The tasks.
A – In the IRS funding passage, what was the Senate vote on the effort to claw back $25 billion in IRS enforcement dollars?
B – Set down the IRS funding passage verbatim, from "The Senate scotched" to "convened November 1.".

The $79 billion in Inflation Reduction Act funding for the IRS — since reduced to about $58 billion — was targeted by Republicans in both chambers November 1. The effort in the Senate failed, while the one in the House is still playing out.
The Senate scotched on a 23-74 vote an effort to claw back $25 billion in enforcement dollars the IRS is getting from last year’s reconciliation bill, while Democrats voiced their outrage over a proposal from House Speaker Mike Johnson, R-La., to grab $14.3 billion of the IRA funds to balance the cost of emergency aid to Israel.
Senate Majority Leader Charles E. Schumer, D-N.Y., said he was baffled that Johnson pushed the IRS clawback as an offset to emergency funding when “every independent estimate” says it will add to the deficit. That includes a new Congressional Budget Office analysis that said the supposed pay-for would instead add $12.5 billion to the deficit because of decreased tax collections.
“The House GOP proposal is not going anywhere. It’s dead before it even is voted on,” Schumer said shortly after the Senate convened November 1.

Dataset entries
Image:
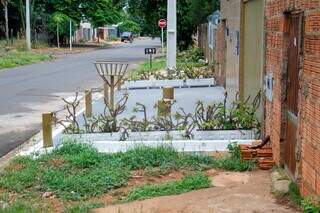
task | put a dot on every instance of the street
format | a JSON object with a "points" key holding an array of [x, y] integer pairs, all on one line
{"points": [[27, 92]]}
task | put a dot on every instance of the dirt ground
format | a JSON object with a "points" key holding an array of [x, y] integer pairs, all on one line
{"points": [[232, 192]]}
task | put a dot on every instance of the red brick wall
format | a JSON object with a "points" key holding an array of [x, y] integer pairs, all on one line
{"points": [[308, 172], [220, 55]]}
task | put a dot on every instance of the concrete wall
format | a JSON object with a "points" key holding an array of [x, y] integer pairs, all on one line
{"points": [[230, 11], [308, 133]]}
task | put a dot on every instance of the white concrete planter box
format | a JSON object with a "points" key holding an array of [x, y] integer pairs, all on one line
{"points": [[205, 82], [163, 136], [180, 146]]}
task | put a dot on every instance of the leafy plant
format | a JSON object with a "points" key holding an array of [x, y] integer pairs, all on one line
{"points": [[309, 206]]}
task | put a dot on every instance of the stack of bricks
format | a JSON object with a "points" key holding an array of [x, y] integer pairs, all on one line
{"points": [[263, 156]]}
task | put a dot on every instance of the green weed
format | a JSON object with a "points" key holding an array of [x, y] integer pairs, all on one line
{"points": [[77, 171], [188, 183], [83, 207], [310, 207], [234, 162]]}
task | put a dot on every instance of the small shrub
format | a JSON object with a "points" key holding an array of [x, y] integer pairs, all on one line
{"points": [[310, 207], [294, 193]]}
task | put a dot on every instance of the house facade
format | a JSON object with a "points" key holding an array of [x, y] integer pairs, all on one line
{"points": [[292, 63], [274, 46]]}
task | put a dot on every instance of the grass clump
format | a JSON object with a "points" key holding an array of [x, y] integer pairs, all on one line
{"points": [[188, 183], [310, 206], [14, 58], [19, 207]]}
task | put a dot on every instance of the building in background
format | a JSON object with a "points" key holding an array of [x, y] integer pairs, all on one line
{"points": [[228, 61], [292, 66]]}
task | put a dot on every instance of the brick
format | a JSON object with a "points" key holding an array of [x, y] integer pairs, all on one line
{"points": [[309, 101]]}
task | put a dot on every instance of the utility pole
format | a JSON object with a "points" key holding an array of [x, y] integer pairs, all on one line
{"points": [[70, 39], [172, 34], [5, 4], [28, 29]]}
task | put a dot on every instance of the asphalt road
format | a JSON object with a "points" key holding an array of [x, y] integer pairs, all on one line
{"points": [[27, 92]]}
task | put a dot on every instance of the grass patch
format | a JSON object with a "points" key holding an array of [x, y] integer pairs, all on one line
{"points": [[234, 162], [83, 207], [19, 207], [14, 58], [78, 172], [187, 184]]}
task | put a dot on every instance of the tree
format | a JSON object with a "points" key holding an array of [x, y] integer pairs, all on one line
{"points": [[190, 13], [130, 26], [58, 18], [5, 5]]}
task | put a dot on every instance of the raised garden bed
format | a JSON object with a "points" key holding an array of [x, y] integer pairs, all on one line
{"points": [[156, 84]]}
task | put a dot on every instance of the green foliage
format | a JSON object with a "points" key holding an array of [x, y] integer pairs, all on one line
{"points": [[188, 183], [19, 207], [294, 193], [77, 171], [130, 26], [14, 58], [20, 174], [83, 207], [309, 206]]}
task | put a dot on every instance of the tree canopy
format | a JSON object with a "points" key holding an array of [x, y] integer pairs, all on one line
{"points": [[190, 13]]}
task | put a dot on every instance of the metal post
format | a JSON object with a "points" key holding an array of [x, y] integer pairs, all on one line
{"points": [[172, 34], [162, 50], [70, 31], [112, 91], [47, 129], [88, 103], [28, 28]]}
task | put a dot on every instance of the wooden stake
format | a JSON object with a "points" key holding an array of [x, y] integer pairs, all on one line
{"points": [[164, 107], [88, 103], [47, 129], [106, 92]]}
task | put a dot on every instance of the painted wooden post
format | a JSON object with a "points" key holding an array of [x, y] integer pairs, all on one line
{"points": [[168, 93], [88, 103], [164, 107], [106, 92], [112, 86], [47, 129]]}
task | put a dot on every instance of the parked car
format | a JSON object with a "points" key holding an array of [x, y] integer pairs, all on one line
{"points": [[127, 36]]}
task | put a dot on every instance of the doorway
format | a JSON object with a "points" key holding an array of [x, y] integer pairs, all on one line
{"points": [[292, 91]]}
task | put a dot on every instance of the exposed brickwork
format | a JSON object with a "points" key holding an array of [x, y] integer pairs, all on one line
{"points": [[308, 171]]}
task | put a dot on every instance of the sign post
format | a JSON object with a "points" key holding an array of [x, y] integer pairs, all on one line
{"points": [[171, 34], [162, 23]]}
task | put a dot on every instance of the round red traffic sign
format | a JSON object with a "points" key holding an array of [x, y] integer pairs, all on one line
{"points": [[162, 23]]}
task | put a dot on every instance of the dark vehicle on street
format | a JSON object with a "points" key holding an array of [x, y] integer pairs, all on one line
{"points": [[127, 36]]}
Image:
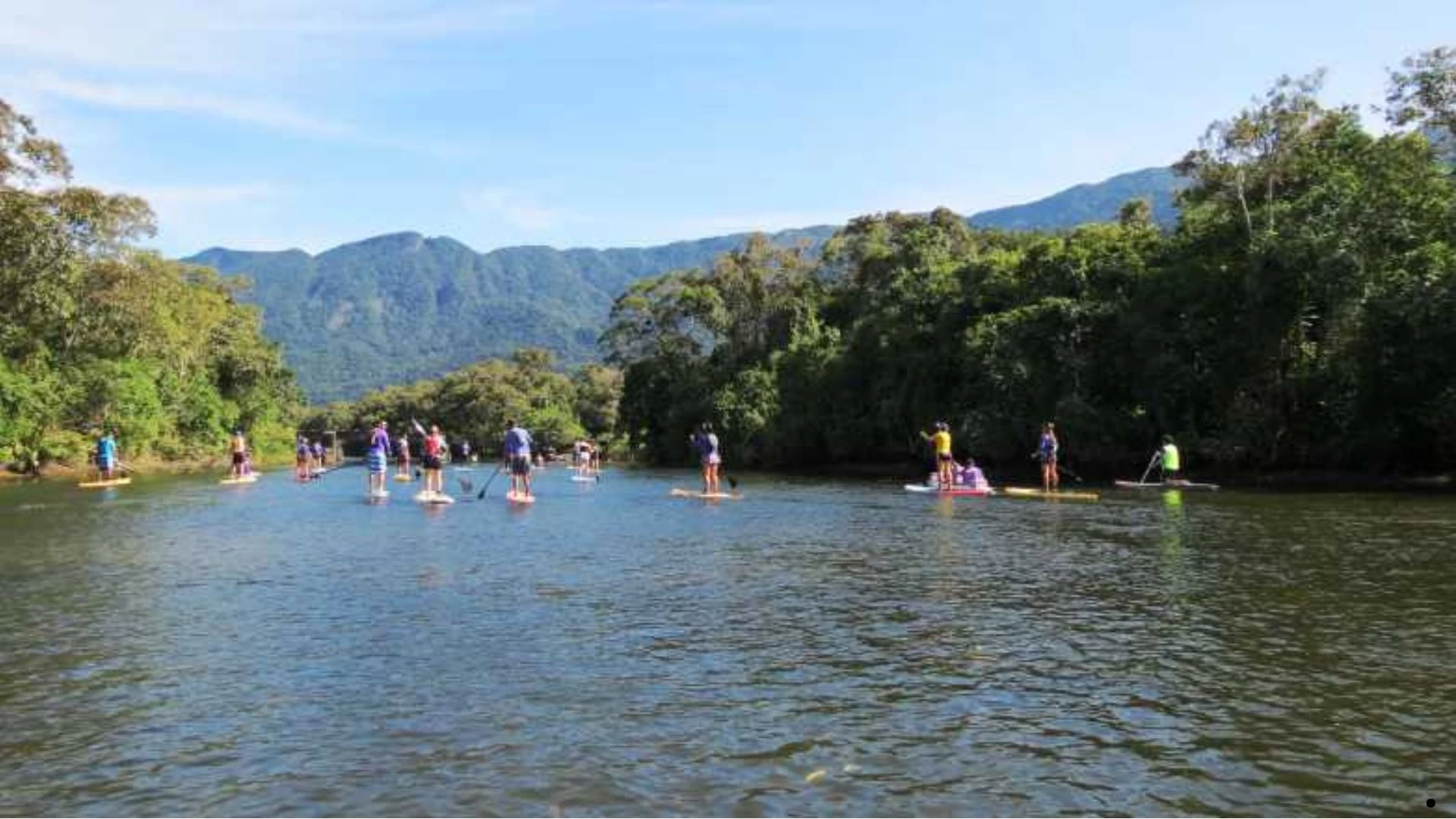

Responses for each task.
A – The effort failed on a 23-74 vote.

B –
The Senate scotched on a 23-74 vote an effort to claw back $25 billion in enforcement dollars the IRS is getting from last year’s reconciliation bill, while Democrats voiced their outrage over a proposal from House Speaker Mike Johnson, R-La., to grab $14.3 billion of the IRA funds to balance the cost of emergency aid to Israel.
Senate Majority Leader Charles E. Schumer, D-N.Y., said he was baffled that Johnson pushed the IRS clawback as an offset to emergency funding when “every independent estimate” says it will add to the deficit. That includes a new Congressional Budget Office analysis that said the supposed pay-for would instead add $12.5 billion to the deficit because of decreased tax collections.
“The House GOP proposal is not going anywhere. It’s dead before it even is voted on,” Schumer said shortly after the Senate convened November 1.